◆ Ejercicio escrito A
Reproduce sin cambios el pasaje del relato sobre la tormenta que aparece más abajo, desde "3º Disponer de" hasta "de la noche.".

Y hoy era una de esas noches.

Debo aclarar que cuando hace ya muchos años decidimos  arreglarnos la vieja torre familiar lo único que me plantee como irrenunciable fue:

1º Que nuestra habitación de matrimonio se ubicara en la parte del “solonar”, hubo que destruirlo,  donde yo sentado en una vieja mecedora leía, estudiaba, soñaba con aquellos primeros amores que siempre me parecían definitivos, o contemplaba las tormentas.

2º En la distribución de la vivienda también quise que, al ocuparla, pudiera sentarme en el mismo espacio que ocupaba la vieja banca que, con sus “vellones” de cordero, me daba cobijo en las frías noches de invierno, mientras traducía mis latines, resolvía mis problemas de matemáticas o analizaba mis textos literarios.
3º Disponer de una pequeña habitación para mí solo. Una habitación donde encontrar la soledad tan necesaria en algunos momentos del día. O de la noche.
Y  esta noche, como hace muchos años en aquella vieja mecedora, contemplaba la tormenta. Esta vez desde la cama junto a mi mujer. Los relámpagos iluminaban intermitentemente la noche. Cada uno de ellos dibujaba en el marco de mi ventana un paisaje distinto.
El abeto que plante cuando nació mi hijo mayor se recortaba contra el cielo en la noche iluminada por cada relámpago.

◆ Datos proporcionados
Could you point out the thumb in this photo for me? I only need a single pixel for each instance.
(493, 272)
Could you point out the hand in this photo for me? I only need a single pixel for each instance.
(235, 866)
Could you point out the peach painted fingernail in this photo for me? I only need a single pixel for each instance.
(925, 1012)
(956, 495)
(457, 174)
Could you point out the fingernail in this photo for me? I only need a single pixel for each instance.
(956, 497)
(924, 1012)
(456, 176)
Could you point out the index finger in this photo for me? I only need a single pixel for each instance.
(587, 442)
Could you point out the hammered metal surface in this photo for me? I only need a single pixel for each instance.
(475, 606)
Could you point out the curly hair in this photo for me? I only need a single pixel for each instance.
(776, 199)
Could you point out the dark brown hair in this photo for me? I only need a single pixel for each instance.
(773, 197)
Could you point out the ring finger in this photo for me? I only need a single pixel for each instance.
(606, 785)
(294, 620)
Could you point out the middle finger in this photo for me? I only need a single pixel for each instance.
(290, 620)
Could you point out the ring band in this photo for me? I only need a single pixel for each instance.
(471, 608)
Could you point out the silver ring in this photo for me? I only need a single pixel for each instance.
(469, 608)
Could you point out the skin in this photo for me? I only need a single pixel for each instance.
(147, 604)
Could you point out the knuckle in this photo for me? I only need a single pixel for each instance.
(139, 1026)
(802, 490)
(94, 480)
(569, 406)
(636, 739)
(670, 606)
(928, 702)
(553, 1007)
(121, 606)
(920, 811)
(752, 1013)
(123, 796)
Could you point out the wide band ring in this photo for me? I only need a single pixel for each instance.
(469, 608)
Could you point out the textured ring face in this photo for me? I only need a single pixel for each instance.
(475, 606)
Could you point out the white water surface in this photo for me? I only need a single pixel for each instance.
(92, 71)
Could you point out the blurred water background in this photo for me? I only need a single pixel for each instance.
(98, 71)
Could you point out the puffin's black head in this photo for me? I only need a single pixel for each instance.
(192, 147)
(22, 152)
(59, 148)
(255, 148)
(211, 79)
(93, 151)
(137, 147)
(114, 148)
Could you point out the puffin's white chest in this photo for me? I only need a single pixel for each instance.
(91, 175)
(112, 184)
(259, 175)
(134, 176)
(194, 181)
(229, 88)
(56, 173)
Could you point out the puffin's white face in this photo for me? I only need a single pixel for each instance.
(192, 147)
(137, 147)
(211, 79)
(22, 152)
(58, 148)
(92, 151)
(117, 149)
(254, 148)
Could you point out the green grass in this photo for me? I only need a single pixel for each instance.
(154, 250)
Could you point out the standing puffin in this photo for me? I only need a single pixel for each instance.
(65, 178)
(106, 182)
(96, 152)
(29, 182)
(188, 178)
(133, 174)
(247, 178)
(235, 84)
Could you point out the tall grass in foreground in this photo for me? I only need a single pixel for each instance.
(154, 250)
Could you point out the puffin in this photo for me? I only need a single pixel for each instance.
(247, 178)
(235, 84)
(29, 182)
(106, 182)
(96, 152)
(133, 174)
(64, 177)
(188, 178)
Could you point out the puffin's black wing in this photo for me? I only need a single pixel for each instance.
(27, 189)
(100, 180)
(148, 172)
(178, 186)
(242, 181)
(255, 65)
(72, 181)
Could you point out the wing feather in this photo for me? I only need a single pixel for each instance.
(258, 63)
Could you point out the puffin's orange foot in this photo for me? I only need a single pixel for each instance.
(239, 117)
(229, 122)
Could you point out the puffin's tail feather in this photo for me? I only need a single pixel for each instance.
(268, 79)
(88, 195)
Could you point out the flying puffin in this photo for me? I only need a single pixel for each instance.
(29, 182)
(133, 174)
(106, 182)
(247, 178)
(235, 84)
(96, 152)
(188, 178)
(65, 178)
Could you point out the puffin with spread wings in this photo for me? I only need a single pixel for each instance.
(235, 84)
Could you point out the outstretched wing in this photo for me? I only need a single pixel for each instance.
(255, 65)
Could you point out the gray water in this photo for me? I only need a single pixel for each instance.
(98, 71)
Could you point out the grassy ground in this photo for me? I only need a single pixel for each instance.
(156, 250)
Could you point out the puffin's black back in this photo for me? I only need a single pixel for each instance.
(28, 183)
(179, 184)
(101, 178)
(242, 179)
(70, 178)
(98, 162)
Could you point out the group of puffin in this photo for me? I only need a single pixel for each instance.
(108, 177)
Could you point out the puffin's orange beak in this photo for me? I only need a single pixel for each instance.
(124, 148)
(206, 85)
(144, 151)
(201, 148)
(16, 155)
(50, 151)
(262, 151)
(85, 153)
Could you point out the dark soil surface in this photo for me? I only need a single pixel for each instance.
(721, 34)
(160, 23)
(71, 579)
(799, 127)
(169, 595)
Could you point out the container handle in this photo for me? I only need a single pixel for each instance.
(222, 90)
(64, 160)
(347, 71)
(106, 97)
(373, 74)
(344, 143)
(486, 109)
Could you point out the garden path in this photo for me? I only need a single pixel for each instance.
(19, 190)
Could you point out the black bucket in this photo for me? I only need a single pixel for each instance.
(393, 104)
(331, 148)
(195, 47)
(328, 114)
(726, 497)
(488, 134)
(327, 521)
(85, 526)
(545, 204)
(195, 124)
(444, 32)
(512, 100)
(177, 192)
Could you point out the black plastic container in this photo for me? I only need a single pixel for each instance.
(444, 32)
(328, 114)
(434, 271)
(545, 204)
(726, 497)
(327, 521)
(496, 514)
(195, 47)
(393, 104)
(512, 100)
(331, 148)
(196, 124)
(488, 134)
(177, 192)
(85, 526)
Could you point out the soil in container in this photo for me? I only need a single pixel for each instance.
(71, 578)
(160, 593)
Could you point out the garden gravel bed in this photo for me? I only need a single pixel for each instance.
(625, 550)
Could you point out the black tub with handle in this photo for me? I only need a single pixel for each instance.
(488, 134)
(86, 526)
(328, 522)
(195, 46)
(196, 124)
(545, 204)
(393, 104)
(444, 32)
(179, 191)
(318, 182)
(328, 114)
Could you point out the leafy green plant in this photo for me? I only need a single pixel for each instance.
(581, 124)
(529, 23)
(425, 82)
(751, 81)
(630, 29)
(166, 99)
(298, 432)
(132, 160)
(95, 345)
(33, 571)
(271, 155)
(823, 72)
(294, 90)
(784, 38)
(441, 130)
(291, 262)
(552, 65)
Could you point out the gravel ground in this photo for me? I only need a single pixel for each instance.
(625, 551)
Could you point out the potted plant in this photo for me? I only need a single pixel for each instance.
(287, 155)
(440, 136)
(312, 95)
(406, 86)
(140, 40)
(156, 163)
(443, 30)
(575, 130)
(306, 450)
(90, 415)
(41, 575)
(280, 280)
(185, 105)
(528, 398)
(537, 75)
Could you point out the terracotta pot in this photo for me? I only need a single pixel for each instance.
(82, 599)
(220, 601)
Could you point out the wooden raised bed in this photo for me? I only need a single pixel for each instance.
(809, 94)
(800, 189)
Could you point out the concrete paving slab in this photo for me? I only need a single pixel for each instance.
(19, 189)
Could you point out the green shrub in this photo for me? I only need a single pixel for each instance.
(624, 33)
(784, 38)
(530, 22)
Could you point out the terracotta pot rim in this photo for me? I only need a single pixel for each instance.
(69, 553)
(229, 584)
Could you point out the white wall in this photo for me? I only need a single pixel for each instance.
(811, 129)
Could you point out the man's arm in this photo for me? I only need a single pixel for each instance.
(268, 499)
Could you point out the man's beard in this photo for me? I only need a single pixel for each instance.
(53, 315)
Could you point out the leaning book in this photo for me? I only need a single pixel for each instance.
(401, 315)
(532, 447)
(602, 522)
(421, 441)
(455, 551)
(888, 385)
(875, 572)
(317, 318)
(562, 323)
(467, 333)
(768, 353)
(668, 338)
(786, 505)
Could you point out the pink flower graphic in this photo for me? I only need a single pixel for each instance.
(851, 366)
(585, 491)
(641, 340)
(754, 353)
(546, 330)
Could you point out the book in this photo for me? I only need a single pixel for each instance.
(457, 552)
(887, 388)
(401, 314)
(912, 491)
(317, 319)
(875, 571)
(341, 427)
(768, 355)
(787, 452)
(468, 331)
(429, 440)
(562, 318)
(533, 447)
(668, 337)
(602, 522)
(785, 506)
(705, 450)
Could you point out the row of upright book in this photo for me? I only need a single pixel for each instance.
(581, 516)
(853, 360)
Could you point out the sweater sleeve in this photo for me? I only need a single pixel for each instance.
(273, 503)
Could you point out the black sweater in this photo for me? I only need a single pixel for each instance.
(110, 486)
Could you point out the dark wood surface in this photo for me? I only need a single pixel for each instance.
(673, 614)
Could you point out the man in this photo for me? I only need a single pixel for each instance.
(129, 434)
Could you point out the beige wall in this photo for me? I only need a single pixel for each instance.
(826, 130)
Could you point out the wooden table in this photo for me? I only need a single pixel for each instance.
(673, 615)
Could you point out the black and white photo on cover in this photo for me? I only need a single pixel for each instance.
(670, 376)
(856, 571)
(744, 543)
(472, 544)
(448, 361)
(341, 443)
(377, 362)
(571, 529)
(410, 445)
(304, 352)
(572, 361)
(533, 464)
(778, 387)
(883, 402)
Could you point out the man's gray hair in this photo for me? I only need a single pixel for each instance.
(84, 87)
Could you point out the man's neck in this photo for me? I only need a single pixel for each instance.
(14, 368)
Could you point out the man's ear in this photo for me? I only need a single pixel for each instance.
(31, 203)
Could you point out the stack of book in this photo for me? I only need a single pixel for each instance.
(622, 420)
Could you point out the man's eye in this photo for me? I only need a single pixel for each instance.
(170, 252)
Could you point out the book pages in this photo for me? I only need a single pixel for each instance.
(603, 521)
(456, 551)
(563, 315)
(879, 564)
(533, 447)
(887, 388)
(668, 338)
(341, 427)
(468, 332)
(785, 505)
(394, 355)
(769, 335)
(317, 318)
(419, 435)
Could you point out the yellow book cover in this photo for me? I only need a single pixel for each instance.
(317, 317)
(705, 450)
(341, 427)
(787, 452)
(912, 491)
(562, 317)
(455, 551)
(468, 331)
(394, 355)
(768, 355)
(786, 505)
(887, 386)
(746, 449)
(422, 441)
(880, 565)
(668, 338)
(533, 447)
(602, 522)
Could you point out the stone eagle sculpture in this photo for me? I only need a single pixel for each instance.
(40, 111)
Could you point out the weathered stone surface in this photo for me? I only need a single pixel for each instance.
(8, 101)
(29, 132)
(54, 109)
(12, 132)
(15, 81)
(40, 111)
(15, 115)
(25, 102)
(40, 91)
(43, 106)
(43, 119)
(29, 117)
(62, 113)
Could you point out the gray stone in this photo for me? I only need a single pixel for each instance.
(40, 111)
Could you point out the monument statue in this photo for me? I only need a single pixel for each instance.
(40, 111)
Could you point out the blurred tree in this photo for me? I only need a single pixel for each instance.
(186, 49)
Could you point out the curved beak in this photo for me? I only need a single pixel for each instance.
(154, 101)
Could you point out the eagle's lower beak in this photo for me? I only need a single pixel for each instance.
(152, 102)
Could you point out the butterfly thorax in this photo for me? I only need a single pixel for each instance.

◆ Ejercicio escrito B
¿Cuántas líneas de los registros contienen la cadena "with"? Ten en cuenta mayúsculas y minúsculas y responde solo con el número.

◆ Respuesta completa A
3º Disponer de una pequeña habitación para mí solo. Una habitación donde encontrar la soledad tan necesaria en algunos momentos del día. O de la noche.

◆ Respuesta completa B
2